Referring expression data
►

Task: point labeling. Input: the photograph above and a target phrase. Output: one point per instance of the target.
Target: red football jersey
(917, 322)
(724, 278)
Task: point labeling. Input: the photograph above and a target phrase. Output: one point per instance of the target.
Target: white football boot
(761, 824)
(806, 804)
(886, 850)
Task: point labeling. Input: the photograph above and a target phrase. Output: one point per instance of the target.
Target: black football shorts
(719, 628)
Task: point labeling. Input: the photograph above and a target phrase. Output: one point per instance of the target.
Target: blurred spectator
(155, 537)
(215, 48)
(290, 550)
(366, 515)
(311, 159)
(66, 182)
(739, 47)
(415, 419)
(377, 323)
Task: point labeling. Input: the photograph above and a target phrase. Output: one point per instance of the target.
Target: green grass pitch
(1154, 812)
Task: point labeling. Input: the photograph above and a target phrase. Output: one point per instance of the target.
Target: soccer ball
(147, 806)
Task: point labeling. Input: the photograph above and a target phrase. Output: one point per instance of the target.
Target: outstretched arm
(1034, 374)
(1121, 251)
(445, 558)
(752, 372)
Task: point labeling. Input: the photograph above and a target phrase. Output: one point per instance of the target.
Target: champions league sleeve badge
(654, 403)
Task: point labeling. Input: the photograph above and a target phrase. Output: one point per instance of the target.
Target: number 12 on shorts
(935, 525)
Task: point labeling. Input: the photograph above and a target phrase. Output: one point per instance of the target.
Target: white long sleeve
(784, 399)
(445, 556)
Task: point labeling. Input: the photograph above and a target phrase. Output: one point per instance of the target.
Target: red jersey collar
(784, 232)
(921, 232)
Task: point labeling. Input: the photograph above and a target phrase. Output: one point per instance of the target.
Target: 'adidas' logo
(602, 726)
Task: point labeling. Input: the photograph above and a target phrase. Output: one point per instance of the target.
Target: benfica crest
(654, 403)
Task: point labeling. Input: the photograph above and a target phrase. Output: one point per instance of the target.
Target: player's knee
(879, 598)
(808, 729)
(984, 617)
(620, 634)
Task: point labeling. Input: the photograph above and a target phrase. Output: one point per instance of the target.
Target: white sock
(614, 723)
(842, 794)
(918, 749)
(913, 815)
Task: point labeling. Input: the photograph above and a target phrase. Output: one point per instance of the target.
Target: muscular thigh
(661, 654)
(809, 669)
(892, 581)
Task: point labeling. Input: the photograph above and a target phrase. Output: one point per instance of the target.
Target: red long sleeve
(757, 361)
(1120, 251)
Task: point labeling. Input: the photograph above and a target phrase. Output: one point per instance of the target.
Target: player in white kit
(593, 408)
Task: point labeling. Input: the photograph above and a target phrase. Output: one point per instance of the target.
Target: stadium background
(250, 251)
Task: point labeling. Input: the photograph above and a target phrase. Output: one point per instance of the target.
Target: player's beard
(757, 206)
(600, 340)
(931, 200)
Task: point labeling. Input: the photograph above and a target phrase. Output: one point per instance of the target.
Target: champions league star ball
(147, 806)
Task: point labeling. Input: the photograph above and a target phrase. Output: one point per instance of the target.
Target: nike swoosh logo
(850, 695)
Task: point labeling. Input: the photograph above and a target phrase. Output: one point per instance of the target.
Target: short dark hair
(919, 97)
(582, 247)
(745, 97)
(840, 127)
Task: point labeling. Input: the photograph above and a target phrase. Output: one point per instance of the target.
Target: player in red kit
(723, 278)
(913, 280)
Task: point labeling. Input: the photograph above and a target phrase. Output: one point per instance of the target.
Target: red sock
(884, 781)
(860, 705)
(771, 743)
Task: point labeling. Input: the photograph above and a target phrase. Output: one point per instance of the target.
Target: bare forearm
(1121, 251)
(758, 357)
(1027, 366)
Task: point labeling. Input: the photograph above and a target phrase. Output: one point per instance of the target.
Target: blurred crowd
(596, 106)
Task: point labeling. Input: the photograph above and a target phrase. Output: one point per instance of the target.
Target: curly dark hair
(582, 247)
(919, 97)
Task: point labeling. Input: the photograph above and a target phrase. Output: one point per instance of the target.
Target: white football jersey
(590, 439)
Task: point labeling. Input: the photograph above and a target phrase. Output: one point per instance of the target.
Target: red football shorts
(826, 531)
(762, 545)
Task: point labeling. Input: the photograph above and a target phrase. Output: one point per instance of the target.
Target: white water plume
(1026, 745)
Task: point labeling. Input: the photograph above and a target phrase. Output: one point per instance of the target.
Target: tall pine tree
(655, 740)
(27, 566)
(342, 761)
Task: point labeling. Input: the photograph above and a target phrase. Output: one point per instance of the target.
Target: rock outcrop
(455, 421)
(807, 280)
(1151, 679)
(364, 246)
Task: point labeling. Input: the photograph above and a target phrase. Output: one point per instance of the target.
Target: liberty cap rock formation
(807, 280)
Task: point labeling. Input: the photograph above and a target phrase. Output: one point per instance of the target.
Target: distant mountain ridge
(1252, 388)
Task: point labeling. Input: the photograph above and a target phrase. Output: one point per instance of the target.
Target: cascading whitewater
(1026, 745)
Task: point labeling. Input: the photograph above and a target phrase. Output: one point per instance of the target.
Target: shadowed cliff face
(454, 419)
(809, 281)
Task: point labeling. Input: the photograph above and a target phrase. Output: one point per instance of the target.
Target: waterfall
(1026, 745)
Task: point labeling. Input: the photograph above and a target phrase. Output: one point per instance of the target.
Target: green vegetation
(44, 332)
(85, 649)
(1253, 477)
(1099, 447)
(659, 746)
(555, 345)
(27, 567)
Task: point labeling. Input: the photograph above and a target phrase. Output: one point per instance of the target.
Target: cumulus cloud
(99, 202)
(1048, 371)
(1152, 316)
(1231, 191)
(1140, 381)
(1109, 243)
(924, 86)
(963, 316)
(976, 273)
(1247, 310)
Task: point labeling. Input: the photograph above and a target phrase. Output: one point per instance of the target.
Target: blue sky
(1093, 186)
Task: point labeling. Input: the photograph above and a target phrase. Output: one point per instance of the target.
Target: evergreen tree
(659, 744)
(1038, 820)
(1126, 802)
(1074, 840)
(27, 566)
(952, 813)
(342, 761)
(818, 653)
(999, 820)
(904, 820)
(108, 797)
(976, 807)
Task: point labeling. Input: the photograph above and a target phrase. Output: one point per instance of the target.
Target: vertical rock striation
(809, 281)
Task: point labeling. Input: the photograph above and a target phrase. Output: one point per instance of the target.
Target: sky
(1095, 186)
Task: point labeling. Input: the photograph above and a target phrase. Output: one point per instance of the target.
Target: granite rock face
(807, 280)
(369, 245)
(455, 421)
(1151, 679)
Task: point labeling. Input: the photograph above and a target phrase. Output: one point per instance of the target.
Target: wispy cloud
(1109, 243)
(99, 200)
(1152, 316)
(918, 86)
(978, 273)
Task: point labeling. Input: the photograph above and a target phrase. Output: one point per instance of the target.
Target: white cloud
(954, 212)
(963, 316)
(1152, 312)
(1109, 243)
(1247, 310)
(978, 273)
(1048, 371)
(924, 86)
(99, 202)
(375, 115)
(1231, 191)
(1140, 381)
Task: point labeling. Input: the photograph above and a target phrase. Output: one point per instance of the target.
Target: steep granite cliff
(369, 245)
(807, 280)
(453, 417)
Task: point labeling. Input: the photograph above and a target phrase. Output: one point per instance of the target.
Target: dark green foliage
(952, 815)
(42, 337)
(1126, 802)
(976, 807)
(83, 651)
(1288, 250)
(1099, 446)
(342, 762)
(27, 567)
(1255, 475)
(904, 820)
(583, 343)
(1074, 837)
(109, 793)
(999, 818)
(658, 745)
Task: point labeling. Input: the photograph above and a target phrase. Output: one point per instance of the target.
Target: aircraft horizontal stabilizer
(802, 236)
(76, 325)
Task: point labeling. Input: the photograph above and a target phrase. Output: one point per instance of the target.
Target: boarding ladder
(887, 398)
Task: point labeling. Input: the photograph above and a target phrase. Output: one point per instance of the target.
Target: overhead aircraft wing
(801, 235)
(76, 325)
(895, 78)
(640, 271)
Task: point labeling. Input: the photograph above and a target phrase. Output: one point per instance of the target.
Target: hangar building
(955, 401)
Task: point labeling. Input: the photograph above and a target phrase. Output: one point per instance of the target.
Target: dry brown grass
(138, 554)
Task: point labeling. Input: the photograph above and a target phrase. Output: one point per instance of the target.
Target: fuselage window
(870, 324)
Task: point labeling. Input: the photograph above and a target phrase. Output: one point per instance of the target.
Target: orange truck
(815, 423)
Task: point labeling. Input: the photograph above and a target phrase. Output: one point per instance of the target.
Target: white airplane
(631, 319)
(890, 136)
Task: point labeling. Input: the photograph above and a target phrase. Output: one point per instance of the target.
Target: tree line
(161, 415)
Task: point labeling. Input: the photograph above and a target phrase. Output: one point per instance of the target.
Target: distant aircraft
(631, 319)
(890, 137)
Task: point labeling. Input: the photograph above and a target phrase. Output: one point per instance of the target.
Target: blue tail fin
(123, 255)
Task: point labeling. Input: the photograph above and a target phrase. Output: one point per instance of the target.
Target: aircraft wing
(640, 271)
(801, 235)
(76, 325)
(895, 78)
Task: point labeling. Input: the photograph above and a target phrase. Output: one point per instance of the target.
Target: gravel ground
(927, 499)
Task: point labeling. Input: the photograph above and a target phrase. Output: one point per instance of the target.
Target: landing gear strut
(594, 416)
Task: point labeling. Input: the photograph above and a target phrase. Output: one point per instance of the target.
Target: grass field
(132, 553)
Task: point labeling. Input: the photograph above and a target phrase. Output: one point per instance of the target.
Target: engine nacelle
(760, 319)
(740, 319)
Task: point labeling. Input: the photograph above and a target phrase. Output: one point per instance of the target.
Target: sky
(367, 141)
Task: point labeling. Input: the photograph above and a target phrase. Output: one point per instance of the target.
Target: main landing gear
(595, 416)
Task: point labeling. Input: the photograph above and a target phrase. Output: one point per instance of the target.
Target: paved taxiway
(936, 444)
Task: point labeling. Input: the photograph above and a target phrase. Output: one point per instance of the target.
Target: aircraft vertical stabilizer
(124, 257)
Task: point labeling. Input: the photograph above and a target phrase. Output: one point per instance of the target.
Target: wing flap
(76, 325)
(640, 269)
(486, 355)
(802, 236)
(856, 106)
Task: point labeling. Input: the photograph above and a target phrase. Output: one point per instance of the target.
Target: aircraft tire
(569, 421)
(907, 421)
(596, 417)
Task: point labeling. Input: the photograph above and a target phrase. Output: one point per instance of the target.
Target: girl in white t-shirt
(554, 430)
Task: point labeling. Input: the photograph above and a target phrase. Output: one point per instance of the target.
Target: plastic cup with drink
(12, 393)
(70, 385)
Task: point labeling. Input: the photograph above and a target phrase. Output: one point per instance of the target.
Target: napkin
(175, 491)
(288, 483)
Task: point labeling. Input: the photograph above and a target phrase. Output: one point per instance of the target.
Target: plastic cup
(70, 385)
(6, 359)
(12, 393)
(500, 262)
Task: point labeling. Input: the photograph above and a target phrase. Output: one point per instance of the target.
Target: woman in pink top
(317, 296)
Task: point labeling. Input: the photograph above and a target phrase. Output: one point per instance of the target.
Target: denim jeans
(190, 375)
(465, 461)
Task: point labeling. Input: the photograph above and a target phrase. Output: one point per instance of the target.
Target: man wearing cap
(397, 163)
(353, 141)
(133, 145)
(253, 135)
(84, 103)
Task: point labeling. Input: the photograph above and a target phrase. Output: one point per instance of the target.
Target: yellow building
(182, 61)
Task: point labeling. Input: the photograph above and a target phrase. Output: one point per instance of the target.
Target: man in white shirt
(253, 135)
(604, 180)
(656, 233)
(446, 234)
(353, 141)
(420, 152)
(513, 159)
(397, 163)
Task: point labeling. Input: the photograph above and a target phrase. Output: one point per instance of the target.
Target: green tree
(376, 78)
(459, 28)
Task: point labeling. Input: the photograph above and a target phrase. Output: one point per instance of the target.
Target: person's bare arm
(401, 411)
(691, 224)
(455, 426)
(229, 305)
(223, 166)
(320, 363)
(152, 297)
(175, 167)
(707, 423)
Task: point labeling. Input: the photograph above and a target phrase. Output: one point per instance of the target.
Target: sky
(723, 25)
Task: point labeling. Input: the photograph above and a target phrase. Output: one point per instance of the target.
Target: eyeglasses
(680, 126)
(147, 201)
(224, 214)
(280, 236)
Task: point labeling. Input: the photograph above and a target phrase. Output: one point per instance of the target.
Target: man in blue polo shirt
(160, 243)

◄

Set down exactly the lines that begin with the one containing "Target: green tree" and end with the last line above, and no others.

Target: green tree
(376, 78)
(459, 28)
Task: point labeling. Input: the photograph above and a target phrase. Output: one point per instance of the target.
Target: person's bare arm
(401, 411)
(691, 224)
(455, 426)
(229, 305)
(223, 166)
(320, 363)
(152, 297)
(175, 167)
(707, 423)
Task: point labeling. Input: the photograph above and a target phrase. Output: one point per instance of the target.
Target: sky
(723, 25)
Task: point labeling. Input: the photograph above and a target phrase. Output: one point per instance of the target.
Target: eyeglasses
(680, 126)
(147, 201)
(224, 214)
(280, 236)
Task: point labeling. Input: the photograph above and a target phrase. Output: one point per instance of the target.
Target: man in blue polo shirt
(160, 243)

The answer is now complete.